**GOAL**: Print the records below exactly as they appear.

**ENTRIES SHOWN**:
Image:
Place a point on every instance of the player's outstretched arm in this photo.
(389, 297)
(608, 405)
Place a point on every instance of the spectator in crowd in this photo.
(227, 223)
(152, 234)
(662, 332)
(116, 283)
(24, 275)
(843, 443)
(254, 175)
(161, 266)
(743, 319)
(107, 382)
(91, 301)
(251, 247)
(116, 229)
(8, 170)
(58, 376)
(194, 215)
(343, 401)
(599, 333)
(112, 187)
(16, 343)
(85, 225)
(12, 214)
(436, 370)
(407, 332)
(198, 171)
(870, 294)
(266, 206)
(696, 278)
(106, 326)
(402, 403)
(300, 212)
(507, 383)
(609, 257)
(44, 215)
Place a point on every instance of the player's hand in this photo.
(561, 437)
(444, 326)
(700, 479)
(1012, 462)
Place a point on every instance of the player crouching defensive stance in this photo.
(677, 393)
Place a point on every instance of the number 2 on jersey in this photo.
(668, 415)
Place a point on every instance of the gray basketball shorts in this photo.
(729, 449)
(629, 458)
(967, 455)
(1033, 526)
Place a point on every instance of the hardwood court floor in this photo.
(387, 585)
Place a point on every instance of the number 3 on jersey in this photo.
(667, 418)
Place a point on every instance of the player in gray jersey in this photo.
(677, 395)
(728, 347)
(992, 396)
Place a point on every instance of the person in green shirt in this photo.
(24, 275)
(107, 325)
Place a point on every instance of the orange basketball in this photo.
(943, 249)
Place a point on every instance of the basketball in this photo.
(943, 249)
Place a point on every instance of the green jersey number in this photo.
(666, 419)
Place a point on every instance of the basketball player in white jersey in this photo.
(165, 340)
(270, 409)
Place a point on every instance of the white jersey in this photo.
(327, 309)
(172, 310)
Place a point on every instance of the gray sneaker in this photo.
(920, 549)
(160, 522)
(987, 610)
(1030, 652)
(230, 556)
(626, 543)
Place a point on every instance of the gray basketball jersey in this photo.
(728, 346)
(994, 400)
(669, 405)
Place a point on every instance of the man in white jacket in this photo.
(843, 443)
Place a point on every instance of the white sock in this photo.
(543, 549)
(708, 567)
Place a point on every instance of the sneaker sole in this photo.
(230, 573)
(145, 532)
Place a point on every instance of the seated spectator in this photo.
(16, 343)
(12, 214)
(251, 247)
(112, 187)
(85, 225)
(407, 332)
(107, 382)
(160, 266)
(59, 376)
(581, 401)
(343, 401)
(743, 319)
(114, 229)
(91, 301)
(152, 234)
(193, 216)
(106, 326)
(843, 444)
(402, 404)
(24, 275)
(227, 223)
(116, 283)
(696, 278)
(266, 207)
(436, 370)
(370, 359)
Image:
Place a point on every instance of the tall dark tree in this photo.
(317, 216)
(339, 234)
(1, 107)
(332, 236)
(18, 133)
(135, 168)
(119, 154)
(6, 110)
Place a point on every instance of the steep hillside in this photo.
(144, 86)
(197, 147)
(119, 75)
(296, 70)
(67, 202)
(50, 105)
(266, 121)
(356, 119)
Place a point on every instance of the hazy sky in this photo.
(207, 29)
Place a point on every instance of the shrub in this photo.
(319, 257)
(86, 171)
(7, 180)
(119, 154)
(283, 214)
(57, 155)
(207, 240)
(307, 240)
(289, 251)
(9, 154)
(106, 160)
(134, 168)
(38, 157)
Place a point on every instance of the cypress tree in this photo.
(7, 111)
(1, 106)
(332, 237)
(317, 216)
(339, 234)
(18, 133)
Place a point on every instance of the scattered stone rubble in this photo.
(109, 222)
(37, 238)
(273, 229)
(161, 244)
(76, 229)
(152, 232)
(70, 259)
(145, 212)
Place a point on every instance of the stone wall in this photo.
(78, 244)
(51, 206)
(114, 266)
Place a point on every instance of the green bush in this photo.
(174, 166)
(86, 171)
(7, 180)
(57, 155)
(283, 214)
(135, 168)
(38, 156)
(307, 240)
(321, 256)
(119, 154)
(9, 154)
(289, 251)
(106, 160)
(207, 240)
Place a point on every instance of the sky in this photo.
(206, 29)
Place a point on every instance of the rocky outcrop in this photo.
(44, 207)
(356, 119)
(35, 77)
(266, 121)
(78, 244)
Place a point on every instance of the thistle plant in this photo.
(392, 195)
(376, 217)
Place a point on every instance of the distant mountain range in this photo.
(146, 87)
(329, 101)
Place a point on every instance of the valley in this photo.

**EXPECTED ANSWER**:
Image:
Place a point on every instance of the player's outstretched arm in this photo.
(389, 297)
(608, 405)
Place a point on every instance of the spectator in crowd in this photo.
(227, 223)
(152, 234)
(662, 332)
(116, 283)
(24, 275)
(843, 443)
(254, 175)
(161, 266)
(743, 319)
(107, 382)
(91, 301)
(251, 247)
(116, 229)
(8, 170)
(58, 376)
(194, 215)
(343, 401)
(599, 333)
(112, 187)
(16, 343)
(85, 225)
(12, 214)
(436, 370)
(407, 332)
(198, 171)
(870, 294)
(266, 206)
(696, 278)
(106, 326)
(402, 403)
(300, 212)
(507, 383)
(609, 257)
(44, 215)
Place a point on every instance of the player's hand in this photo.
(561, 437)
(444, 326)
(700, 479)
(1012, 462)
Place a point on every instance of the player crouching defensive stance in this photo.
(677, 393)
Place a point on every instance of the number 2 on jersey in this photo.
(668, 415)
Place a point on every instance of the gray basketball shorts in this photo.
(729, 449)
(629, 458)
(967, 455)
(1033, 526)
Place a point on every instance of the hardwood court floor in this photo.
(387, 585)
Place a point on every instance of the number 3 on jersey in this photo.
(667, 418)
Place a point on every instance of the player in gray jersey in this photo.
(677, 395)
(728, 347)
(992, 396)
Place a point on every instance of the person in green shirt in this photo.
(24, 275)
(107, 325)
Place a point on every instance of the orange basketball in this photo.
(943, 249)
Place a point on every instance of the basketball in this photo.
(943, 249)
Place a point on every instance of the green jersey number in this photo.
(666, 419)
Place a point on every instance of the basketball player in white jersey in this photo.
(165, 340)
(270, 409)
Place a point on every instance of the white jersey in this photo.
(327, 309)
(172, 310)
Place a point on every instance of the gray sneaker in this photo.
(920, 549)
(160, 522)
(987, 610)
(1030, 652)
(230, 556)
(626, 543)
Place a point on every instance of the gray basketball jersey in this photo.
(728, 346)
(994, 400)
(669, 405)
Place a point on every instance of the man in white jacket in this photo.
(843, 443)
Place a point on every instance of the white sock in this photo.
(543, 549)
(708, 567)
Place a point on every instance of the sneaker sole in this photo.
(230, 573)
(145, 532)
Place a point on every instance of the seated spectator in this photo.
(16, 343)
(12, 214)
(251, 247)
(112, 187)
(85, 225)
(407, 332)
(107, 382)
(160, 266)
(59, 376)
(581, 401)
(343, 401)
(743, 319)
(114, 229)
(91, 301)
(152, 234)
(193, 216)
(106, 326)
(843, 444)
(402, 404)
(24, 275)
(227, 223)
(116, 283)
(696, 278)
(266, 207)
(436, 370)
(370, 359)
Image:
Place a point on every instance of the tall dark tree in this photo.
(317, 216)
(339, 234)
(1, 107)
(332, 236)
(18, 133)
(135, 168)
(119, 154)
(6, 110)
Place a point on every instance of the steep hillside in this photo.
(144, 86)
(197, 147)
(119, 75)
(296, 70)
(67, 202)
(50, 105)
(266, 121)
(356, 119)
Place a point on every instance of the hazy sky in this photo.
(207, 29)
Place a point on every instance of the shrub in this photo.
(319, 257)
(86, 171)
(7, 180)
(119, 154)
(283, 214)
(57, 155)
(207, 240)
(307, 240)
(289, 251)
(9, 154)
(106, 160)
(134, 168)
(38, 157)
Place a point on every instance of the cypress tree in this photo.
(7, 111)
(1, 106)
(332, 237)
(317, 216)
(339, 234)
(18, 133)
Place a point on every instance of the scattered stone rubble in this photo.
(109, 222)
(37, 238)
(273, 229)
(161, 244)
(76, 229)
(152, 232)
(70, 259)
(145, 212)
Place a point on every instance of the stone wall in this photo.
(78, 244)
(51, 206)
(114, 266)
Place a point on every instance of the green bush in this photo.
(174, 166)
(86, 171)
(7, 180)
(57, 155)
(283, 214)
(135, 168)
(38, 156)
(307, 240)
(321, 256)
(119, 154)
(9, 154)
(289, 251)
(106, 160)
(207, 240)
Place a point on every instance of the sky in this photo.
(206, 29)
Place a point on every instance of the rocky outcrop in this photo.
(44, 207)
(356, 119)
(35, 77)
(266, 121)
(78, 244)
Place a point on every instance of the thistle plant in this photo.
(392, 195)
(376, 217)
Place a point on every instance of the distant mountain range in this photo.
(146, 87)
(329, 101)
Place a point on every instance of the valley in this photo.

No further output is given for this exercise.